# WHAT THE TASK ASKS
Write the lines below out exactly, dropping each picture.

# INPUT RECORDS
______________________________
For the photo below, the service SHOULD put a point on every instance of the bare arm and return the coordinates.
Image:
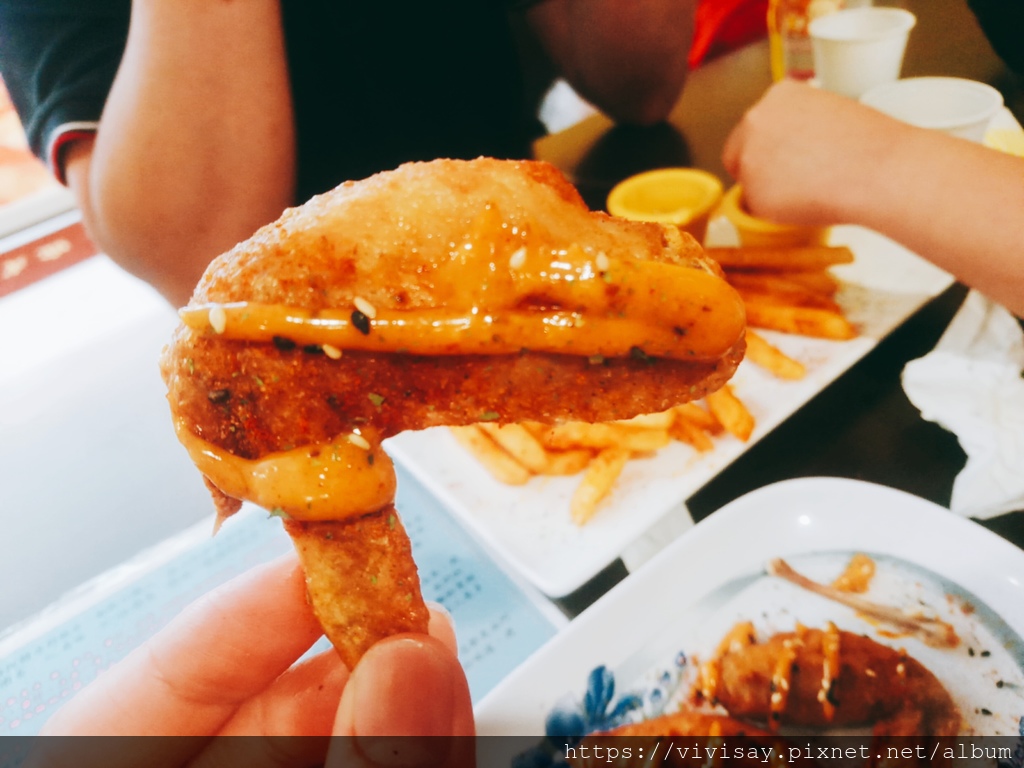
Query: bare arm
(196, 146)
(805, 156)
(626, 56)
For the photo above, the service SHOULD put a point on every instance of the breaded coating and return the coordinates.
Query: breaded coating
(443, 237)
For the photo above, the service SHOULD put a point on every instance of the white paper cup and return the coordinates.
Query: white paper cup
(859, 48)
(957, 107)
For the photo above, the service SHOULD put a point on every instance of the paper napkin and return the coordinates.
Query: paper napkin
(972, 385)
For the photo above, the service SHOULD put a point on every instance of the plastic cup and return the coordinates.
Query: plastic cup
(957, 107)
(859, 48)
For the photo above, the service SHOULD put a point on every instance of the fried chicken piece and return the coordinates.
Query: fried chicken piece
(784, 680)
(441, 293)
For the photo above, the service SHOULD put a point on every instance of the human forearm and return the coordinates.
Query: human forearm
(196, 145)
(957, 204)
(809, 157)
(628, 57)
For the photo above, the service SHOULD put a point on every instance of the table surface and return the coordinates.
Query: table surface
(862, 426)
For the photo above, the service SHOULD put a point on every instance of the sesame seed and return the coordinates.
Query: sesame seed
(358, 440)
(365, 306)
(218, 318)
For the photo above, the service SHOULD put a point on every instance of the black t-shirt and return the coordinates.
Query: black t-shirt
(374, 84)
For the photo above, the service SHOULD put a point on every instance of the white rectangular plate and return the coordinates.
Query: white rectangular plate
(529, 525)
(686, 597)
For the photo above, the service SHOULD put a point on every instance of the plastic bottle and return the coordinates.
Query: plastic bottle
(792, 55)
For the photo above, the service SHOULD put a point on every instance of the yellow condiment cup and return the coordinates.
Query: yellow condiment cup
(684, 197)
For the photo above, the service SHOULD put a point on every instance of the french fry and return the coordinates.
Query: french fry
(731, 412)
(807, 301)
(702, 418)
(770, 357)
(567, 462)
(501, 465)
(822, 324)
(520, 443)
(596, 483)
(649, 421)
(780, 259)
(605, 435)
(813, 280)
(779, 289)
(687, 431)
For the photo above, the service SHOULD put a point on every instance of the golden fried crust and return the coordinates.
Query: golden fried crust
(381, 238)
(403, 241)
(361, 580)
(875, 684)
(253, 398)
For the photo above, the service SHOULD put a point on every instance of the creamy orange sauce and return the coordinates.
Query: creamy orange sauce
(549, 301)
(331, 481)
(780, 682)
(858, 574)
(829, 668)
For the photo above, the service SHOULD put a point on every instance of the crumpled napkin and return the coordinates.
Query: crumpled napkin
(972, 385)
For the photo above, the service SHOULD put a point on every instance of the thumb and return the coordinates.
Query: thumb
(404, 701)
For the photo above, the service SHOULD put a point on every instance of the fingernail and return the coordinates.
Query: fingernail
(436, 607)
(403, 687)
(406, 687)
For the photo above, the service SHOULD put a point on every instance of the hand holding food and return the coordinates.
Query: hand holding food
(442, 293)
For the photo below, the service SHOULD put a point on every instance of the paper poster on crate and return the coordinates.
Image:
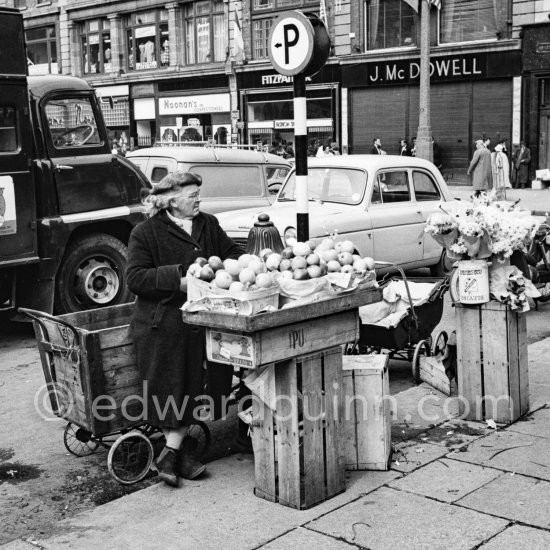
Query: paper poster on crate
(232, 349)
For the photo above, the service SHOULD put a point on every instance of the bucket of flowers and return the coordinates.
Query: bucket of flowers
(490, 232)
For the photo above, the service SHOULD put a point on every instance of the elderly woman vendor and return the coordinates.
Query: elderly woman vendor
(170, 353)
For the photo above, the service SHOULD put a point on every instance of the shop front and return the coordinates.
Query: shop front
(473, 95)
(536, 103)
(267, 109)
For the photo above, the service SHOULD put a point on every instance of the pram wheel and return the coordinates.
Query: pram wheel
(422, 348)
(78, 441)
(130, 458)
(439, 343)
(197, 439)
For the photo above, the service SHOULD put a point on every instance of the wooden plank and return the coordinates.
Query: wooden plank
(494, 333)
(523, 360)
(262, 321)
(313, 455)
(351, 424)
(115, 337)
(288, 440)
(469, 374)
(334, 422)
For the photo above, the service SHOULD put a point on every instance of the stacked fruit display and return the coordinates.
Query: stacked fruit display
(302, 261)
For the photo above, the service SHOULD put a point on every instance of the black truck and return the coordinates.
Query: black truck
(67, 204)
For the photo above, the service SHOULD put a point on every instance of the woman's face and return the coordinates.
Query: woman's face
(186, 203)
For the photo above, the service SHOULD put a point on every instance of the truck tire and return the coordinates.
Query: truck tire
(91, 274)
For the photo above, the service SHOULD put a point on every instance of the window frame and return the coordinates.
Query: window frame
(133, 23)
(190, 15)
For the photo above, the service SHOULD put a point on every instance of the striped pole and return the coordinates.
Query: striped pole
(300, 152)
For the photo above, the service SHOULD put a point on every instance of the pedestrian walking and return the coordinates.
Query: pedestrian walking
(169, 353)
(521, 161)
(501, 171)
(480, 168)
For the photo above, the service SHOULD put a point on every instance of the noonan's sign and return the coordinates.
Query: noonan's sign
(194, 104)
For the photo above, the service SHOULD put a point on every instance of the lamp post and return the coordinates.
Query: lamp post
(424, 147)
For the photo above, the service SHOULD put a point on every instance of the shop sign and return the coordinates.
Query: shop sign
(196, 104)
(453, 67)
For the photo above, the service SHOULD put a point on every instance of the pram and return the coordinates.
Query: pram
(403, 322)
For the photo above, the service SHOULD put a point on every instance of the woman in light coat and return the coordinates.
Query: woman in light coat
(501, 172)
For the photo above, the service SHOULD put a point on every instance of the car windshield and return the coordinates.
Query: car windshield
(340, 185)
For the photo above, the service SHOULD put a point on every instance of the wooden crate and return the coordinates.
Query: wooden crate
(298, 458)
(367, 412)
(251, 350)
(89, 381)
(493, 375)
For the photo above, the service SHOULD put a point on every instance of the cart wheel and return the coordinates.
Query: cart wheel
(422, 348)
(78, 441)
(130, 458)
(439, 343)
(197, 439)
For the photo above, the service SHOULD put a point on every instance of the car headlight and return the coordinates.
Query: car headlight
(290, 237)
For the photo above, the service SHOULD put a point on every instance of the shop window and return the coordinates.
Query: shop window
(72, 123)
(147, 42)
(96, 47)
(391, 24)
(8, 135)
(42, 50)
(205, 32)
(425, 188)
(469, 20)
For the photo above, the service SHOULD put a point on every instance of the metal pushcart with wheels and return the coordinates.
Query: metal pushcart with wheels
(92, 381)
(408, 335)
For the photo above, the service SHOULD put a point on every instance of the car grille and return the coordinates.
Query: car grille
(242, 242)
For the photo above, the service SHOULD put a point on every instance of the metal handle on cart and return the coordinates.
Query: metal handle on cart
(39, 315)
(390, 264)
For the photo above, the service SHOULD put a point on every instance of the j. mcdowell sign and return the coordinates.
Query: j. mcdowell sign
(446, 68)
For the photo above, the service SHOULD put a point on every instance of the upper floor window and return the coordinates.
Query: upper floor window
(147, 40)
(96, 47)
(469, 20)
(391, 24)
(205, 32)
(42, 50)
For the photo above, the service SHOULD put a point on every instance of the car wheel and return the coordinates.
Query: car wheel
(443, 267)
(92, 275)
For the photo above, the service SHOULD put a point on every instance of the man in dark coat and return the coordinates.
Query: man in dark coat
(169, 353)
(520, 163)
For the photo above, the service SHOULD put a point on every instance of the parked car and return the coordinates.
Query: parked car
(381, 203)
(231, 178)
______________________________
# SOLUTION FOR THIS PROBLEM
For the photo below, the service SHOULD put a point on every instance of the bare arm and return the coordinates.
Image:
Query: bare arm
(196, 146)
(805, 156)
(626, 56)
For the photo above, the service SHOULD put a point on every instance of the breaded coating and return the coordinates.
Query: breaded coating
(443, 237)
For the photo above, the service SHOULD put a point on every instance of the white paper cup and return the coordinates.
Query: white paper cup
(859, 48)
(957, 107)
For the photo above, the service SHOULD put a point on every instance of the paper napkin and return the coordinates.
Query: paper napkin
(972, 385)
For the photo above, the service SHOULD put a point on every instance of the plastic cup and return the coordinates.
Query: plastic cup
(957, 107)
(859, 48)
For the photo above, the service SHOULD put a point on every instance of the fried chicken piece and return the coordinates.
Query: fried chicken piece
(784, 680)
(441, 293)
For the photo above, the service SHOULD put a point on every instance of the human forearm and return the coordinates.
Query: human forearm
(196, 145)
(957, 204)
(809, 157)
(628, 57)
For the photo above, the service SHOULD put a point on every instance of the table surface and return the coordinates.
Query: table surface
(862, 426)
For the photo above, the service SHOULD put a point on every instance of the sesame seed and return the coordinates.
Query: sesame seed
(358, 440)
(365, 306)
(218, 318)
For the photo above, the service SHOULD put a point on every instance of the black t-shirt and return the coordinates.
Query: black t-shirt
(374, 84)
For the photo above, the service SHOULD put a point on every instance of the white rectangular plate and return the coordinates.
Query: white rectangular plate
(529, 525)
(686, 597)
For the photo above, the service SHOULD put a point on every instance of the plastic bottle and return the coordinates.
Query: plastic bottle
(792, 55)
For the photo above, the service SHOULD put a point on every instance of the yellow condiment cup and return the coordinates.
Query: yellow condiment cup
(684, 197)
For the photo above, the service SHOULD put a point on every instance of the french fry and return the coordinates.
Query: french fry
(731, 412)
(807, 301)
(702, 418)
(770, 357)
(567, 462)
(501, 465)
(822, 324)
(520, 443)
(596, 483)
(649, 421)
(780, 259)
(605, 435)
(813, 280)
(779, 289)
(687, 431)
For the photo above, the service SHOULD put a point on every instance of the golden fried crust and return the coordinates.
Query: golden fried crust
(381, 238)
(403, 241)
(361, 580)
(875, 684)
(253, 398)
For the photo above, the service SHOULD put a point on every instance of the creamy orange sauce and return the coordinates.
Query: creamy orange sauce
(549, 301)
(331, 481)
(780, 682)
(858, 574)
(829, 668)
For the photo above, the service SHOULD put a point on every instance of the crumpled napkin and return the coordinates.
Query: crumpled napkin
(972, 385)
For the photo above, the service SHOULD put a point on every instance of the thumb and return the coordinates.
Query: thumb
(404, 701)
For the photo above, the service SHOULD put a point on every instance of the fingernail and return the coordinates.
Query: fingernail
(436, 607)
(403, 687)
(406, 687)
For the photo above, the service SHOULD put a point on every instance of the hand holding food and return the coordinates.
Query: hand holding food
(442, 293)
For the photo below, the service SHOULD put a point on every instance of the paper poster on crate and return the coordinates.
Image:
Query: paper poster on crate
(232, 349)
For the photo above, the service SHOULD put a point on every instance of the bucket of flowers and return the coordinates.
Query: bucket of flowers
(490, 232)
For the photo above, the service SHOULD put a point on every instance of the elderly woman vendor and return the coordinates.
Query: elderly woman vendor
(170, 353)
For the photo above, the service SHOULD put a point on every instance of the shop front and return the coordinates.
Query: shop front
(473, 95)
(536, 103)
(267, 109)
For the photo above, the service SHOULD put a point on every instance of the pram wheel and return the coordinates.
Query: pram wheel
(422, 348)
(78, 441)
(130, 458)
(439, 343)
(197, 439)
For the photo above, the service SHOULD put a point on every instance of the wooden plank and return the coordinates.
Query: wooden plank
(494, 333)
(523, 360)
(262, 321)
(313, 455)
(351, 424)
(115, 337)
(288, 440)
(469, 374)
(334, 422)
For the photo above, the service SHOULD put a point on every instance of the stacked fruit display and return the coordinates.
Query: stacked fruit display
(302, 261)
For the photo above, the service SHOULD put a point on every instance of the black truck and return the coordinates.
Query: black truck
(67, 204)
For the photo above, the service SHOULD put a point on every instance of the woman's face and return the coordinates.
Query: woman's face
(186, 203)
For the photo above, the service SHOULD put a point on every instance of the truck tire and return the coordinates.
Query: truck tire
(91, 274)
For the photo above, the service SHOULD put a point on every instance of the window frame and return the coordinates.
Query: window frame
(133, 23)
(190, 15)
For the photo above, the service SHOULD put a point on every instance of the striped pole and return the coordinates.
Query: striped pole
(300, 152)
For the photo above, the service SHOULD put a point on every instance of the pedestrian walking and return the coordinates.
Query: pedestrian walking
(169, 353)
(521, 161)
(501, 171)
(480, 168)
For the photo above, the service SHOULD put a point on every instance of the noonan's sign and return the coordinates.
Query: noonan's sign
(194, 104)
For the photo above, the service SHOULD put a point on every instance of the lamp post and return the coordinates.
Query: lamp post
(424, 147)
For the photo above, the service SHOULD put a point on every instance of the shop sign and return the coordinates.
Query: shop sign
(196, 104)
(453, 67)
For the photo above, the service SHOULD put a point on every instance of the pram and return the coordinates.
Query: pram
(403, 322)
For the photo above, the service SHOULD put a point on every instance of the woman in light coat and return the coordinates.
Query: woman in light coat
(501, 172)
For the photo above, the service SHOULD put a point on every instance of the car windshield and return the coordinates.
Query: car windshield
(340, 185)
For the photo above, the service SHOULD put a point on every instance of the wooden crate and return the coordinates.
Query: wooden crate
(298, 458)
(367, 412)
(251, 350)
(89, 381)
(493, 375)
For the photo above, the service SHOULD put a point on every instance of the cart wheel and return the coordinates.
Query: cart wheel
(422, 348)
(78, 441)
(130, 458)
(439, 343)
(197, 439)
For the photo above, the service SHOULD put a point on every instance of the car headlight and return the coordinates.
Query: car headlight
(290, 237)
For the photo above, the service SHOULD put a point on every instance of the shop window and return the coordinates.
Query: shop window
(72, 123)
(147, 42)
(96, 47)
(391, 24)
(8, 135)
(42, 50)
(205, 32)
(425, 188)
(469, 20)
For the photo above, the service SHOULD put a point on every instance of the metal pushcart with wheels and return the coordinates.
Query: metal pushcart with wheels
(92, 381)
(408, 335)
For the photo above, the service SHOULD put a point on every instance of the car grille and return the coordinates.
Query: car grille
(242, 242)
For the photo above, the service SHOULD put a point on every instance of the metal handle on cart and return the coordinates.
Query: metal handle on cart
(39, 315)
(390, 264)
For the photo above, the service SHOULD put a point on every instance of the j. mcdowell sign and return the coordinates.
Query: j. mcdowell sign
(446, 68)
For the photo above, the service SHOULD put a point on every instance of the upper floor window and return the coordinates.
Query: upper floor window
(147, 40)
(96, 47)
(469, 20)
(391, 24)
(205, 32)
(42, 50)
For the photo above, the service SHOULD put a point on every instance of the car wheel and return the coordinates.
Query: car wheel
(443, 267)
(92, 275)
For the photo above, the service SHOULD put a point on every instance of the man in dark coat and return the coordinates.
Query: man in dark coat
(169, 353)
(520, 163)
For the photo above, the service SHOULD put a point on every instance of the parked car and return the coordinates.
Query: parked car
(381, 203)
(231, 178)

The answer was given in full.